▶ [Goal] Copy each of the rows below word for word, leaving nothing out and changing nothing.

▶ [Location identification items]
(begin)
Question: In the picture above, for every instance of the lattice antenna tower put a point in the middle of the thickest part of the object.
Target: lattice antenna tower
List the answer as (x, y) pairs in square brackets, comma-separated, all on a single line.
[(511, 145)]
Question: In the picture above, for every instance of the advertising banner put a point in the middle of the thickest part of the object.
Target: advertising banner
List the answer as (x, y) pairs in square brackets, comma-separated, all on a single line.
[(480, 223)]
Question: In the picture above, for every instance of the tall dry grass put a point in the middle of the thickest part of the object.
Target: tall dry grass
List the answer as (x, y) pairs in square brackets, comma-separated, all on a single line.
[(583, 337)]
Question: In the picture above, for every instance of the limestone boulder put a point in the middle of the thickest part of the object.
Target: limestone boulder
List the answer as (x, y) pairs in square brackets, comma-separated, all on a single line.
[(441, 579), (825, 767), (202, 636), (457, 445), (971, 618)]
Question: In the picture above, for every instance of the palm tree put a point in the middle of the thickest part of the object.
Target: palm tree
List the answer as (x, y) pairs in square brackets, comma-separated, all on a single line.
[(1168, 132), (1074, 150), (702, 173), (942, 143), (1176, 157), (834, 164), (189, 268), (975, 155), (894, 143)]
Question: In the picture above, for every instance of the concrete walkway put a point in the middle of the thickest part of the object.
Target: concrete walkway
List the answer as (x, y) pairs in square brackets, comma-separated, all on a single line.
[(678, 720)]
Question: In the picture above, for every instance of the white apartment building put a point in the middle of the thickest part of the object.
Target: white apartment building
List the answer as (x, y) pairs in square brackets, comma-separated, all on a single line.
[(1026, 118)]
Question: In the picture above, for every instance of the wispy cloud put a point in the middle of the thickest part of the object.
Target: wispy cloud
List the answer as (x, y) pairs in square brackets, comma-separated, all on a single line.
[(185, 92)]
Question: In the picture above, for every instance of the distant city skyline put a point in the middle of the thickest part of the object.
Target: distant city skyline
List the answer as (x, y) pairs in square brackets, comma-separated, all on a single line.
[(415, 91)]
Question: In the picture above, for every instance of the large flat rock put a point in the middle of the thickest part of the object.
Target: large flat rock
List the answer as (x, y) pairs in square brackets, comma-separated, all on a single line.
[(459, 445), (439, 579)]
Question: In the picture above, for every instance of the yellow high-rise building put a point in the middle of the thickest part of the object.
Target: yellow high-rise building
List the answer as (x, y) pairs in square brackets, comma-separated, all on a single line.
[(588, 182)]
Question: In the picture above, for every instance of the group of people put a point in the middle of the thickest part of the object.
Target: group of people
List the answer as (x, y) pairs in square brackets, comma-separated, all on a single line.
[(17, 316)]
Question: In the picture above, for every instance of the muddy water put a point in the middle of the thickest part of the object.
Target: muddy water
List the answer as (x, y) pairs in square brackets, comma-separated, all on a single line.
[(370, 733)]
(end)
▶ [The answer]
Question: In the picture above, for every instance of the lattice antenna tower put a point in the middle of the thickest part of the object.
Target: lattice antenna tower
List the answer as (x, y) pairs in square brackets, comma-separated, all on a single line.
[(511, 145)]
Question: In the picture above, for every instance of the advertising banner put a point in the middle of the thickest part of the object.
Target: advertising banner
List the answer as (x, y) pairs in square brackets, comma-separated, all on a single line.
[(480, 223)]
Question: In the picture above, for every instance of the tall dry grass put a point in the middle of the thickest part of the object.
Target: tall dry grass
List the answer as (x, y) pairs in square brackets, comma-separated, all on a single line.
[(583, 337)]
Question: In the picture above, for every instance of the limestone boulder put a point in the middle of the thickest part of the object.
Target: limestone boulder
List the answer as (x, y) pairs in square brackets, comma-separated, all on a single line.
[(441, 579), (825, 767), (202, 636), (457, 445), (971, 618)]
Question: In the picture above, for every instance of the palm tree put a point in the middle of the thickest part of the object.
Target: palm tree
List the answer as (x, y) pairs in square brackets, comma-separated, all on a single line.
[(1168, 132), (1074, 150), (702, 173), (942, 143), (1176, 157), (834, 164), (189, 268), (975, 155), (894, 143)]
Question: In the picture above, for every instance of the concrete walkway put a point in the middle of the thickest part of the object.
Target: concrete walkway
List the answer as (x, y) pairs in square brackets, comma-separated, all on a single line.
[(678, 720)]
Question: In the picture above, for every instance of the white apartment building put a point in the middle of the thickest part of the object.
Target: white apartment building
List the answer as (x, y) pairs in square brackets, comma-separated, all on a single line.
[(1026, 118)]
Question: In the picture above, for every instance of the wispy cloud put a point in the middle of the thickest part of the object.
Target: wispy cloud
List the answer as (x, y) pairs in square brackets, comma-separated, all on a single line.
[(185, 92)]
Question: In the picture above, for every instance of the distant city skyline put a point in the middle of the thickest part of the object.
Target: distant city skyline
List the answer as (x, y) pairs in square brackets, comma-separated, all on a single line.
[(415, 91)]
Question: In the picture above, for every instance of the large flat rock put a point in the middle of the thickest part of the object.
Target: large flat rock
List the answer as (x, y) pairs in square brackets, comma-separated, all on a single line.
[(459, 445), (439, 579)]
Question: In the picture above, for every instance of the yellow high-rise building put a point in the middle of the thickest part of the object.
Target: yellow high-rise building
List the answer as (x, y) pairs in square brackets, comma-separated, all on a single line.
[(588, 182)]
Question: In the picture above, for every instance of the group of people put a point in the middle of the thickest part of the object.
Target: group of people
List the answer as (x, y) pairs in square brackets, comma-separated, all on a single line.
[(17, 316)]
Question: In the picture above, for every instance of the muddy water put a point in the middle of the thickest part of the object.
Target: muddy water
List the answer as (x, y) pairs in square brackets, comma-separated, all on a single line.
[(370, 733)]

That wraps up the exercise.